**WHAT YOU ARE ASKED TO DO**
Express each of the records below as one row of a two-column CSV file with the columns "prompt" and "response". Put the record's text in "prompt" and its answer in "response", each in a single quoted field with line breaks replaced by spaces.

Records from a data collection
· · · ·
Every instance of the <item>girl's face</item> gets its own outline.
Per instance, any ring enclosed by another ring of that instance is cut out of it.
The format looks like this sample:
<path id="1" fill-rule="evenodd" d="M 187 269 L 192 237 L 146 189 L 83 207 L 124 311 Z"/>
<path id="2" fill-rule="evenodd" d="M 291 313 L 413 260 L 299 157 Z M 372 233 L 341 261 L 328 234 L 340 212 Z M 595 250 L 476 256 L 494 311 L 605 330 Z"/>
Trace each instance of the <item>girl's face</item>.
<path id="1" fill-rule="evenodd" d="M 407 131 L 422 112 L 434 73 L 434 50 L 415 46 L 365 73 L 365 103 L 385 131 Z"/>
· · · ·
**RESULT BELOW**
prompt,response
"Every instance of the <item>girl's face</item> gets its own outline. Per instance, any ring enclosed by another ring of that instance is cut out of it. The format looks like this sample: <path id=""1"" fill-rule=""evenodd"" d=""M 187 269 L 192 237 L 146 189 L 83 207 L 124 311 Z""/> <path id=""2"" fill-rule=""evenodd"" d=""M 291 313 L 413 260 L 299 157 Z M 372 233 L 341 261 L 328 234 L 340 212 Z M 595 250 L 476 256 L 494 311 L 605 330 Z""/> Trace each instance of the <item>girl's face</item>.","<path id=""1"" fill-rule=""evenodd"" d=""M 407 131 L 422 112 L 434 73 L 434 50 L 415 46 L 365 73 L 365 103 L 385 131 Z""/>"